Tarefas propostas -
1 - Por favor, diga se cada afirmação abaixo está de acordo com o texto sobre Betinho, respondendo sim ou não e citando as palavras do texto que decidem a questão. (a) Betinho descobriu que era hemofílico aos oito anos, depois de um corte no lábio. (b) A extrema-unção foi dada a Betinho por um padre italiano. (c) Betinho contraiu tuberculose ainda criança.
2 - Reescreva o trecho do texto sobre Betinho que começa em "Como explicar o" e termina em "descrever o inferno.", substituindo "tuberculose" por "pneumonia".

São Paulo, domingo, 10 de agosto de 1997.



Texto Anterior | Próximo Texto | Índice

PERSONALIDADE
Se correr a notícia da morte, regras da prudência recomendam que se espere até o terceiro dia
Se houver céu, Betinho ficará na porta

FERNANDO GABEIRA
Colunista da Folha

"Betinho trata a morte a pontapés." Esta frase do amigo Aldir Blanc omite um importante detalhe: e a morte gosta.
Como explicar o fato de que mesmo tratado a pontapés tenha estado tão perto? Aos oito anos, quase morreu com um simples corte no lábio. Foi quando se descobriu que era hemofílico.
Anos mais tarde, já adolescente, contraiu tuberculose, na época doença de cura improvável.
Chegou a receber extrema-unção de um padre alemão, desses com um sotaque perfeito para descrever o inferno.
Mais tarde a morte rondou sua vida política na clandestinidade. Muitos amigos se foram. Com a Aids, partiram os irmãos e companheiros de luta.
Betinho resistiu a tudo e basta dar uma olhada na sua biografia para sentir como os jornalistas o descreviam ao longo do tempo: 48 anos e 47 kg; 49 anos e 47 kg; 50 anos e 47 kg; 58 anos e 47 kg. Os anos se passavam sobre a mesma suave massa humana.
Se correr a notícia de que Betinho morreu, as mínimas regras de prudência recomendam que se espere até o terceiro dia por uma confirmação.

Dados fornecidos -
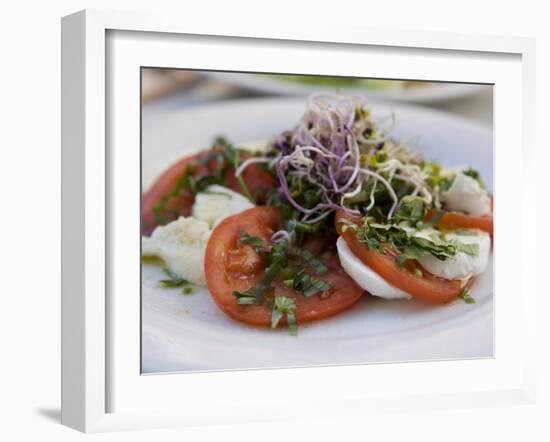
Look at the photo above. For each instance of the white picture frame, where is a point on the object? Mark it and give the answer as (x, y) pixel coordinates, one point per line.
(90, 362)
--
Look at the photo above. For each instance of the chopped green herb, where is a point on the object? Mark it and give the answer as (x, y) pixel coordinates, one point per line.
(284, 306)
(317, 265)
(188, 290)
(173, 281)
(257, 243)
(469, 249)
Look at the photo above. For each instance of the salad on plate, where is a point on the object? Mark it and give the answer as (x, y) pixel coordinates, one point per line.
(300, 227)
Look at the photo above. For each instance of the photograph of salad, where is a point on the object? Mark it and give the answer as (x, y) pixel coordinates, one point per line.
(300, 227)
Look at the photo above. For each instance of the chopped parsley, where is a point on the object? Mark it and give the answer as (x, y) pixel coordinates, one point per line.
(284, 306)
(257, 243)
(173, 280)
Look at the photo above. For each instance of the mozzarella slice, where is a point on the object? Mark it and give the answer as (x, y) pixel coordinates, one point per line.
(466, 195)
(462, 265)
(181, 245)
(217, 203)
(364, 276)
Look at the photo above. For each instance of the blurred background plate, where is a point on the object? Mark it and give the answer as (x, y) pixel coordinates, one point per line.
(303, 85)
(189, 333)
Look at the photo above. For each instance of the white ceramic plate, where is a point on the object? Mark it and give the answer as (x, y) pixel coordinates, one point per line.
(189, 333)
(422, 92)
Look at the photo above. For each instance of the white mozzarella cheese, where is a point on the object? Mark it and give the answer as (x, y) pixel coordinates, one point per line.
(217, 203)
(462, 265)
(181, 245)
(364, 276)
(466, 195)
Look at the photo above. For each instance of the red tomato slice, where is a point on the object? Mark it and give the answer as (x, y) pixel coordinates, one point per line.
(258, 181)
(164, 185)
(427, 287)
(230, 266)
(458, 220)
...
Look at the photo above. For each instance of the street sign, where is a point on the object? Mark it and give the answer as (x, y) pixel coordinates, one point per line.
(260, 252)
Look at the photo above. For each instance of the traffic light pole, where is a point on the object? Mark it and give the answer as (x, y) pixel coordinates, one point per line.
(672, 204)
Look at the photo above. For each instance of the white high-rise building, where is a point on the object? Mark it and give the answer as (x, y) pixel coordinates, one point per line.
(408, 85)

Resultados das tarefas -
1 -
(a) Sim: "Aos oito anos, quase morreu com um simples corte no lábio. Foi quando se descobriu que era hemofílico."
(b) Não: "Chegou a receber extrema-unção de um padre alemão".
(c) Não: "Anos mais tarde, já adolescente, contraiu tuberculose".

2 -
Como explicar o fato de que mesmo tratado a pontapés tenha estado tão perto? Aos oito anos, quase morreu com um simples corte no lábio. Foi quando se descobriu que era hemofílico.
Anos mais tarde, já adolescente, contraiu pneumonia, na época doença de cura improvável.
Chegou a receber extrema-unção de um padre alemão, desses com um sotaque perfeito para descrever o inferno.